課題 A:
入国禁止問題の記事の本文に出てくる地名（国・省・市の名前）を、初めて出てくる順にすべて挙げてください。
課題 B:
入国禁止問題の記事のうち、「あまりに酷い菅政権の国民軽視と権力の私物化-入国禁止問題」と「いうのですから驚かされます。」の間の部分を、両端の語句も含めて一字一句そのまま書き写してください。

ページ本文:
○ ○ ○ ○

万国時事周覧

世界中で起こっている様々な出来事について、政治学および統治学を研究する学者の視点から、寸評を書いています。

あまりに酷い菅政権の国民軽視と権力の私物化-入国禁止問題

2021年01月09日 12時56分44秒 | 日本政治

 新型コロナウイルスの急速な拡大を受けて、日本国政府は、Go Toトラベルの停止と共に、海外からの入国者を原則禁止する措置をとることとしました。ところが、例外措置として、中国や韓国を含む11カ国からのビジネス関係の入国だけは認めるというのです。しかも、この特別措置、菅首相の強い意向が働いた、即ち、首相の‘鶴の一声’というのですから驚かされます。

 

 同措置が報じられますと、ネット上は騒然となり、批判の書き込みが殺到することになったのですが、おそらく、国民の凡そ全てが納得しないどころか、言い知れぬ怒りさえ覚えていることでしょう。緊急事態宣言の発令と時期が凡そ重なったため、営業時間の短縮や移動の自粛など、国民に我慢を強いる一方で、自らの地位や利権に関わる海外勢力に対して甘い菅首相の対応には、誰もが失望を禁じ得なかったのです。

 

国民からの反発を受けて、日本国政府も、申し訳程度にビジネス往来に関しても入国時のPCR検査の義務付ける方向に転じたものの、PCR検査は、感染初期段階では陰性となるため、同検査では、感染者の入国を100%防ぐことはできません。せめて2週間の待機期間を設けるべきなのですが、政府は、何としても中国からの入国を認めたいようなのです。弥縫策では国民世論の反発は収まらず、さらなる内閣支持率の低下も予測されるのですが、菅首相の‘正体’は、既に国民の多くによって見抜かれているように思えます。それでは、何故、菅首相の真の姿が国民に‘ばれ’てしまったのでしょうか。

 

第一の理由は、政府の説明に合理性に欠けているからです。例えば、日本国政府は、例外とされた11カ国からの入国を禁じる条件として、相手国の市中における変種株の感染拡大が確認されることを挙げています。その一方で、本日のニュースによりますと、新型コロナウイルスの封じ込め成功を内外に誇示してきた中国では、中国河北省の省都である石家荘市で新型コルなウイルスを理由として都市封鎖が実施されたそうです。

○ ○ ○ ○

記録データ:
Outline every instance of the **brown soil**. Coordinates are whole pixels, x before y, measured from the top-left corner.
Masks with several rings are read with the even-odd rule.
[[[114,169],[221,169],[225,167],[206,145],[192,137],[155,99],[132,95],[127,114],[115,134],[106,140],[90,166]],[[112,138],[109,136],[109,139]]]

○ ○ ○ ○

解答欄 A:
日本、中国、韓国、河北省、石家荘市

解答欄 B:
あまりに酷い菅政権の国民軽視と権力の私物化-入国禁止問題

2021年01月09日 12時56分44秒 | 日本政治

 新型コロナウイルスの急速な拡大を受けて、日本国政府は、Go Toトラベルの停止と共に、海外からの入国者を原則禁止する措置をとることとしました。ところが、例外措置として、中国や韓国を含む11カ国からのビジネス関係の入国だけは認めるというのです。しかも、この特別措置、菅首相の強い意向が働いた、即ち、首相の‘鶴の一声’というのですから驚かされます。